-- Start of GIVEN DATA --

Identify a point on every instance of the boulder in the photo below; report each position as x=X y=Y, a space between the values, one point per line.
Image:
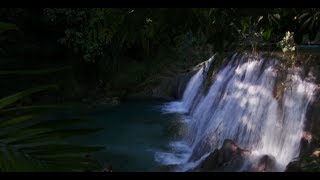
x=230 y=157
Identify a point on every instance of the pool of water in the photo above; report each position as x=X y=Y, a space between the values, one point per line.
x=133 y=133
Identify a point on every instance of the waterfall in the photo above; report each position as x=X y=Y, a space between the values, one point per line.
x=240 y=105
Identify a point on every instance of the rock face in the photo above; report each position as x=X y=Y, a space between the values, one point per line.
x=311 y=136
x=172 y=88
x=230 y=157
x=265 y=163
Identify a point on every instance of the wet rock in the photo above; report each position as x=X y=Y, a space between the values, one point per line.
x=168 y=168
x=230 y=157
x=266 y=163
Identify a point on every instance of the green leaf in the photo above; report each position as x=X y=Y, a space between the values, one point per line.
x=58 y=149
x=13 y=98
x=35 y=72
x=15 y=120
x=5 y=26
x=42 y=108
x=52 y=136
x=40 y=127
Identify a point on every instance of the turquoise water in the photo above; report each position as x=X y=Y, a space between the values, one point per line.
x=133 y=132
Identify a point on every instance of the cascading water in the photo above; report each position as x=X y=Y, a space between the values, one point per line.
x=240 y=105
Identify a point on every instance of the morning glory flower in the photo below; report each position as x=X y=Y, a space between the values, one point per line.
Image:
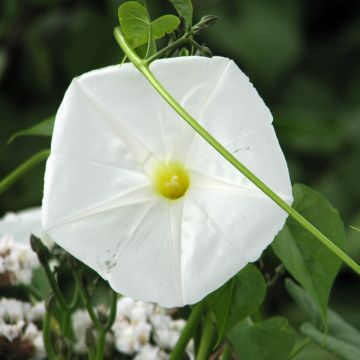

-- End of GIVEN DATA --

* WHAT YOU HAVE TO DO *
Set out every line of the records above as a JSON list of strings, one string per line, with blank lines skipped and the pictures left out.

* WRITTEN ANSWER *
[
  "Identify a point on every instance of the boulder in the photo below; report each position as x=X y=Y, a space between the values, one point per line.",
  "Image:",
  "x=230 y=157",
  "Identify a point on every instance of the pool of water in the photo above; report each position as x=X y=Y, a space between the values, one point per line.",
  "x=133 y=133",
  "Identify a point on every instance of the waterfall in the photo above; report each position as x=X y=Y, a space between the values, one point per line.",
  "x=240 y=105",
  "Identify a point on every instance of the rock face in the photo above; report each position as x=X y=Y, a space between the values, one point per line.",
  "x=311 y=136",
  "x=172 y=88",
  "x=230 y=157",
  "x=265 y=163",
  "Identify a point on every instance of the wet rock in the photo above; report each position as x=X y=Y, a space between the values, one point per line.",
  "x=168 y=168",
  "x=230 y=157",
  "x=266 y=163",
  "Identify a point on every instance of the green leaf in the photo above; report each position as x=X y=Y, a space between the values, one point per line.",
  "x=58 y=149",
  "x=13 y=98",
  "x=35 y=72",
  "x=15 y=120",
  "x=5 y=26",
  "x=42 y=108",
  "x=52 y=136",
  "x=40 y=127",
  "Identify a point on every instance of the turquoise water in the photo above; report each position as x=X y=Y, a space between the values, one point per line.",
  "x=133 y=132",
  "Identify a point on every instance of the cascading water in the photo above; report each position as x=X y=Y, a space between the values, one point per line.",
  "x=240 y=105",
  "Identify a point on every instance of the morning glory flower in the photo below; report each position as x=X y=Y, a space between the values, one point per line.",
  "Image:"
]